___ PROVIDED RECORDS

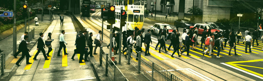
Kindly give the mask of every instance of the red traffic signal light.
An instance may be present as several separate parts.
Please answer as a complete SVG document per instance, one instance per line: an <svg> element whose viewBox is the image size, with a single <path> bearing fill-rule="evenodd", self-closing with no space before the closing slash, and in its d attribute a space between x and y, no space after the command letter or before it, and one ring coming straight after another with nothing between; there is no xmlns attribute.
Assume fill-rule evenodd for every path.
<svg viewBox="0 0 263 81"><path fill-rule="evenodd" d="M23 6L23 7L24 7L24 8L26 8L27 7L27 6L26 5L24 5L24 6Z"/></svg>

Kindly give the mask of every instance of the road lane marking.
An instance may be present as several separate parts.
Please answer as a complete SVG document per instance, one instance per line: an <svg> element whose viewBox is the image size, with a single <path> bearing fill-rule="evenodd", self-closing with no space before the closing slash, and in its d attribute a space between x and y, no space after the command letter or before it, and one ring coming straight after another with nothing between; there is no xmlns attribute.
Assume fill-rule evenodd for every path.
<svg viewBox="0 0 263 81"><path fill-rule="evenodd" d="M64 48L63 48L64 49ZM67 48L66 48L66 53ZM62 66L68 66L68 55L64 54L64 50L62 49Z"/></svg>
<svg viewBox="0 0 263 81"><path fill-rule="evenodd" d="M34 60L33 60L33 58L34 58L34 57L35 57L34 55L36 54L37 54L37 50L35 50L35 51L34 51L34 53L33 53L33 55L32 56L31 58L29 59L29 62L32 63L27 64L25 67L24 68L24 70L28 70L30 69L30 68L31 68L31 66L32 66L32 64L33 64L33 62L34 62Z"/></svg>
<svg viewBox="0 0 263 81"><path fill-rule="evenodd" d="M77 55L78 55L78 59L79 59L79 57L80 57L80 54L77 54ZM83 57L82 57L83 58ZM85 62L85 61L84 61L84 60L82 60L82 62ZM79 64L80 65L86 65L86 63L85 63L85 62L83 63L80 63Z"/></svg>
<svg viewBox="0 0 263 81"><path fill-rule="evenodd" d="M47 58L49 58L49 59L47 60L45 60L45 63L44 64L44 66L43 67L43 68L49 68L49 65L50 65L50 61L51 61L51 57L52 57L52 54L53 54L53 49L52 49L52 50L49 54L49 55L51 55L50 56L47 57Z"/></svg>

______

▸ CHALLENGE: Rewrite all of the records above, replacing "instance" with "object" everywhere and changing nothing else. Leave the pictures out of your answer.

▸ SOLUTION:
Kindly give the mask of every object of the red traffic signal light.
An object may be present as several separate parts.
Please answer as a complete SVG document per object, one object per line: an <svg> element whose viewBox is the image size, with a single <path> bearing fill-rule="evenodd", self-closing with no space before the closing slash, and in its d attribute a space between x and y, no space after the command letter or before it, and one ring coming straight after another with nothing between; there is no xmlns attribute.
Assume fill-rule evenodd for every path.
<svg viewBox="0 0 263 81"><path fill-rule="evenodd" d="M23 6L23 7L24 7L24 8L26 8L27 7L27 6L26 5L24 5L24 6Z"/></svg>

Kindly give the mask of every object of the road lane marking.
An object may be present as several separate parts.
Please answer as a complete SVG document per object, one object per line: an <svg> element whose viewBox is the image size, with a single <path> bearing fill-rule="evenodd", self-closing with no space before the closing slash, and in its d attribute a space between x and y, no space after the command letter or before it, and one ring coming straight after another with nothing between; there is no xmlns attribute.
Assume fill-rule evenodd for every path.
<svg viewBox="0 0 263 81"><path fill-rule="evenodd" d="M64 48L63 48L64 49ZM67 48L66 48L66 53ZM62 66L68 66L68 55L64 54L64 50L62 49Z"/></svg>
<svg viewBox="0 0 263 81"><path fill-rule="evenodd" d="M34 60L33 60L33 58L34 58L34 57L35 57L34 55L36 54L37 54L37 50L35 50L35 51L34 51L34 53L33 53L33 55L32 56L31 58L29 59L29 62L32 63L27 64L25 67L24 68L24 70L28 70L30 69L30 68L31 68L31 66L32 66L32 64L33 64L33 62L34 62Z"/></svg>
<svg viewBox="0 0 263 81"><path fill-rule="evenodd" d="M77 55L78 55L78 59L79 59L79 57L80 57L80 54L77 54ZM83 57L82 57L83 58ZM85 62L85 61L84 61L84 60L82 60L82 62ZM79 64L80 65L86 65L86 63L85 63L85 62L83 63L80 63Z"/></svg>
<svg viewBox="0 0 263 81"><path fill-rule="evenodd" d="M47 58L49 58L49 59L47 60L45 60L45 63L44 64L44 66L43 67L43 68L49 68L49 65L50 65L50 61L51 61L51 57L52 57L52 54L53 54L53 49L52 49L52 50L49 54L49 55L51 55L50 56L47 57Z"/></svg>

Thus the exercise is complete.